The personal Notes series explores how artists think, feel, and create, as they share what’s been on their minds lately…
Notes on: The poetics of transport, disrupted futures and personal archives

Encountering Linn’s work brought to mind films like Crash by David Cronenberg and Titane by Julia Ducournau, in which cars take on symbolic meaning rather than serving as mere means of transportation. What lies beneath a car’s surface? Here, it represents a looping existential journey that never quite reaches a destination. We invited Linn to imagine herself as a car, guiding us through the moments that have shaped her journey.
L: Hi, I’m Lynn Phyllis Seeger, and I work mainly with moving image, and I have recently started placing my moving image works within sculpture.
All my work is developed from online media, and this sort of ephemeral, immaterial space, and all my works are developed from footage I shot with my iPhone. So I’m interested in what happens when this sort of work, developed in these online spaces, is transformed into a physical work, and how it behaves when it is in relationship with physical objects.
We’re right now in my show, true idol.

I would say that about a year ago, my interest in it was that I connected it to Silicon Valley technologies, and the reason, quite explicitly, was that the internet, for instance, has, since its inception, been advertised in relation to automobility.
There’s this metaphor of the information superhighway, and early Apple ads in the 90s, for instance, were advertising personal computers as cars, with slogans like “test drive a Macintosh”. So there was an explicit relationship between automobility and the way information circulates through the internet. I found that metaphor quite interesting.
This sort of idea of progress, literally being a kind of forward movement, is what drew me to bring that in relationship to technologies of transport, and specifically in the context of the US, the personal car is like a very kind of relevant myth for the sort of understanding of America as a sort of vast land that you like can cross in, like, via individual transport.
And in the same way, the internet is kind of this idea that you, as an individual user, can go anywhere you want, wherever you want. It became my interest in this sort of analogy or juxtaposition between the two, the personal car and the personal device.

S: Imagine yourself as a car — which stops were significant to your journey and shaped your direction?
The way or the reason I got interested in these fantasies and notions of forward movement, progress, and the future, I would say, is in relation to grief, mourning, and feelings that make a future unimaginable, that kind of render it impossible to imagine that there’s any progress. There are theorists I’ve been working with, like Mark Fisher or Franco Berardi, who talk about the idea that the future is cancelled.
There’s a work that’s called Jupiter, which I did in 2023, in which I looked at, for the first time, technologies of transport, and specifically trains, in relation to the experience of losing a friend of mine to suicide.
In this sort of experience, there were technologies present, like a train, a phone call, and the consumption of Instagram stories, where you kind of notice the disappearance of someone by seeing them disappear from an online space. And this is the first time I kind of worked with that, where I developed a piece trying to talk about this experience.

Working data:

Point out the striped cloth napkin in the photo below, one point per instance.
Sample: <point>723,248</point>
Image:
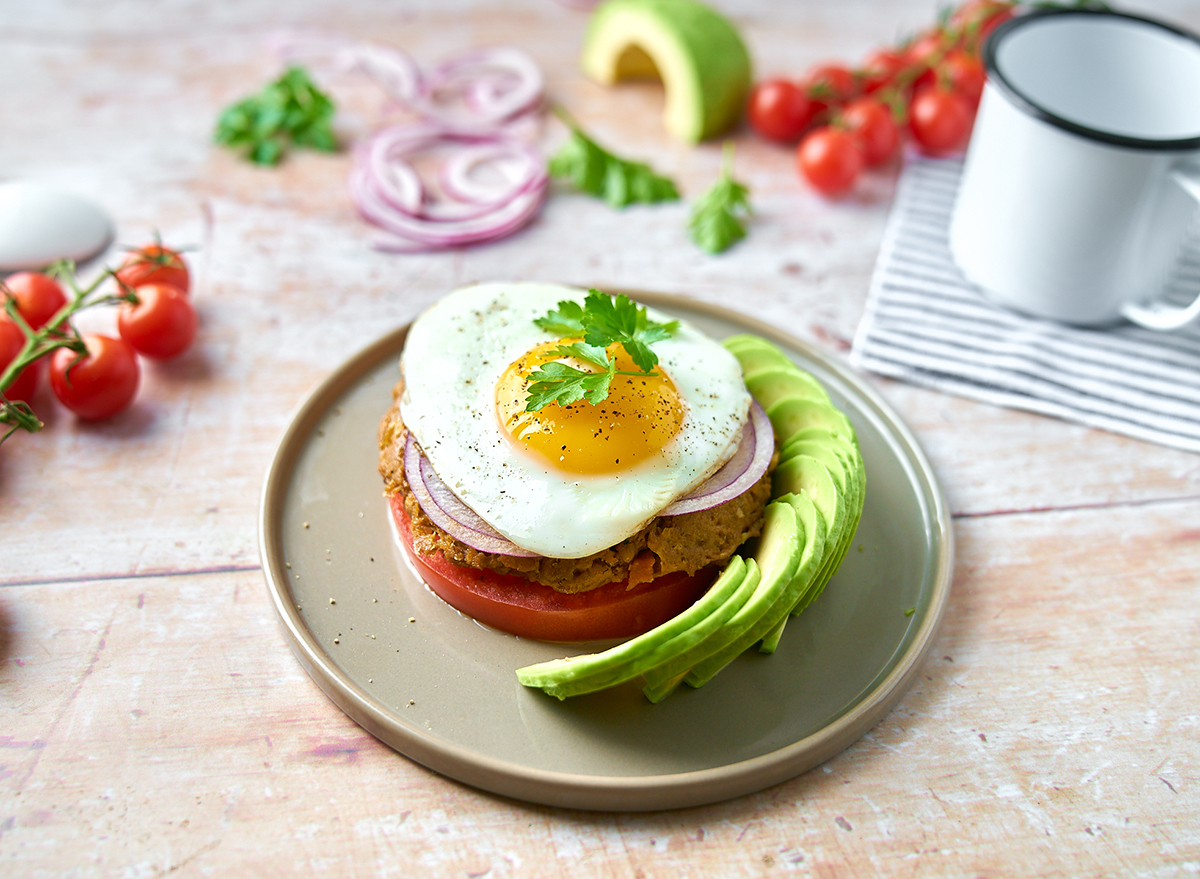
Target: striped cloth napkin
<point>924,323</point>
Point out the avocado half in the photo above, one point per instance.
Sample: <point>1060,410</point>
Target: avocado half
<point>693,49</point>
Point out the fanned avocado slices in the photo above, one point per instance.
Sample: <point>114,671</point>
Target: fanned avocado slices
<point>817,491</point>
<point>588,673</point>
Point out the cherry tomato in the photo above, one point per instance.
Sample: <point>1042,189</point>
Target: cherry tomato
<point>12,340</point>
<point>879,67</point>
<point>161,324</point>
<point>940,119</point>
<point>532,610</point>
<point>927,48</point>
<point>964,73</point>
<point>831,82</point>
<point>154,264</point>
<point>828,85</point>
<point>779,109</point>
<point>101,382</point>
<point>874,126</point>
<point>831,160</point>
<point>39,297</point>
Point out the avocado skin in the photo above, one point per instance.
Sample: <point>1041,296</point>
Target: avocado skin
<point>819,490</point>
<point>712,70</point>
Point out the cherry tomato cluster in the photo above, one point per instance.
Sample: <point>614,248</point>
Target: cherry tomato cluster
<point>93,375</point>
<point>847,119</point>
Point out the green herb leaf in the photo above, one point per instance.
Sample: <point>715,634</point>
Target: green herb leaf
<point>603,321</point>
<point>557,382</point>
<point>718,217</point>
<point>567,321</point>
<point>593,169</point>
<point>289,111</point>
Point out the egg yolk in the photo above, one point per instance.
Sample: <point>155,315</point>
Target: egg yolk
<point>639,417</point>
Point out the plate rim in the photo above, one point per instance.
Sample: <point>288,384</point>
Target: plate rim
<point>588,791</point>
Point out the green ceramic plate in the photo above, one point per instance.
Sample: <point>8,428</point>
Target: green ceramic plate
<point>441,688</point>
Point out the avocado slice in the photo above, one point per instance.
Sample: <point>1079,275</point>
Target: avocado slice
<point>793,413</point>
<point>773,384</point>
<point>811,550</point>
<point>592,671</point>
<point>695,51</point>
<point>814,524</point>
<point>663,679</point>
<point>778,555</point>
<point>756,353</point>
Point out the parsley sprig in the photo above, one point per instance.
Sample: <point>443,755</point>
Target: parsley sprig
<point>593,169</point>
<point>601,321</point>
<point>719,216</point>
<point>289,111</point>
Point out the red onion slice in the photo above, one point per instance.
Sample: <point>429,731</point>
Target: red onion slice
<point>384,187</point>
<point>450,514</point>
<point>749,462</point>
<point>481,88</point>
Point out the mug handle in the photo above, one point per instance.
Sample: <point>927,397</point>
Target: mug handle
<point>1159,315</point>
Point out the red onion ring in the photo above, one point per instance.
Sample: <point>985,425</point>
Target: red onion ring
<point>449,513</point>
<point>481,88</point>
<point>388,191</point>
<point>471,103</point>
<point>749,462</point>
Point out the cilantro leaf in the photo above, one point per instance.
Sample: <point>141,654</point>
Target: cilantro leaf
<point>591,353</point>
<point>565,322</point>
<point>593,169</point>
<point>718,217</point>
<point>603,321</point>
<point>609,320</point>
<point>557,382</point>
<point>289,111</point>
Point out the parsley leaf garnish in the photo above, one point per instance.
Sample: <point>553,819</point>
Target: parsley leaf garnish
<point>289,111</point>
<point>603,321</point>
<point>718,217</point>
<point>593,169</point>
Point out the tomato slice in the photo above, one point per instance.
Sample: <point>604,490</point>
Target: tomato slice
<point>532,610</point>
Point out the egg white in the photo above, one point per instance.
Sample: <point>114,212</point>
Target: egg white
<point>453,358</point>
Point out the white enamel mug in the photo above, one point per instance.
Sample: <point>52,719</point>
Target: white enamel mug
<point>1083,171</point>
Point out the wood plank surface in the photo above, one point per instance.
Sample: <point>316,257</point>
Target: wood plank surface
<point>153,719</point>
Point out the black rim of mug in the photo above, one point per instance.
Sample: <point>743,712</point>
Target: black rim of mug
<point>1023,21</point>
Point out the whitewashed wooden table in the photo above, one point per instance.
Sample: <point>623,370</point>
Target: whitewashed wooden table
<point>153,719</point>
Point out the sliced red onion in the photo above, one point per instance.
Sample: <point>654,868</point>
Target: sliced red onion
<point>483,88</point>
<point>450,514</point>
<point>749,462</point>
<point>491,184</point>
<point>388,192</point>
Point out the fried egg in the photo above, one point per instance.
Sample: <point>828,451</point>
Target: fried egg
<point>567,480</point>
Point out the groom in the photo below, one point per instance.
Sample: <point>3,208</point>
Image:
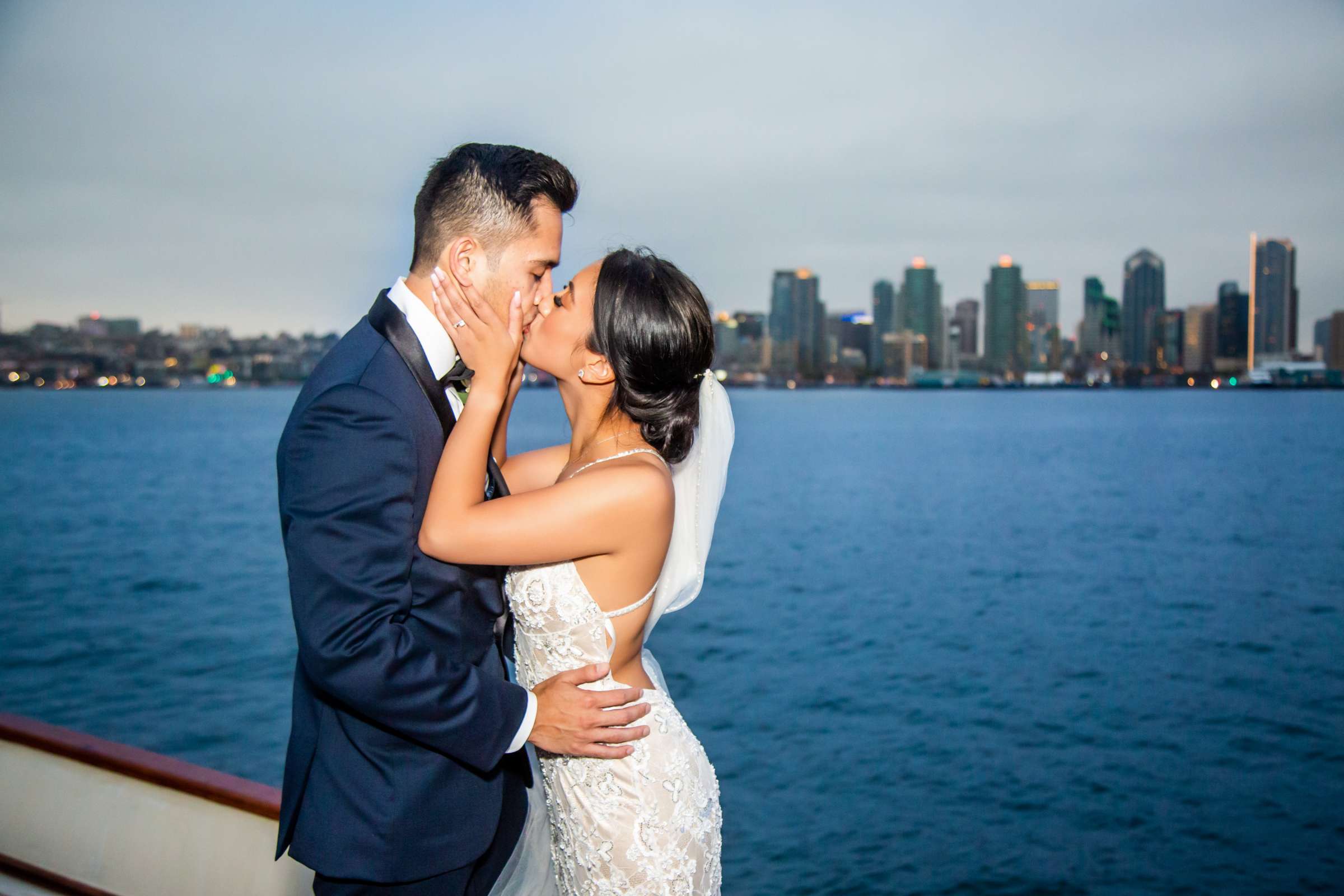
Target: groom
<point>407,770</point>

Prompt A: According to the interview on transport and personal archives, what is the name of the 2023 work that first looked at trains?
Prompt B: From the records, copy out again without changes the stretch from the line containing "Point out the fanned" through the line containing "<point>847,119</point>", both included.

Expected answer A: Jupiter

Expected answer B:
Point out the fanned avocado slices in the photo above, one point per instance.
Sample: <point>114,671</point>
Target: fanned avocado slices
<point>817,491</point>
<point>588,673</point>
Point out the cherry tomato in the photo above, one point per instance.
Sample: <point>1042,189</point>
Target: cherry tomato
<point>12,340</point>
<point>879,67</point>
<point>161,324</point>
<point>940,119</point>
<point>532,610</point>
<point>927,48</point>
<point>964,73</point>
<point>831,82</point>
<point>154,264</point>
<point>828,85</point>
<point>779,109</point>
<point>101,382</point>
<point>874,126</point>
<point>831,160</point>
<point>39,297</point>
Point out the avocado skin in the photo above, one point per instance.
Sample: <point>1041,296</point>
Target: avocado skin
<point>819,490</point>
<point>712,70</point>
Point out the cherry tomato cluster in the photo above, one point per instance.
Sample: <point>614,248</point>
Target: cherry tomato cluster
<point>93,375</point>
<point>847,119</point>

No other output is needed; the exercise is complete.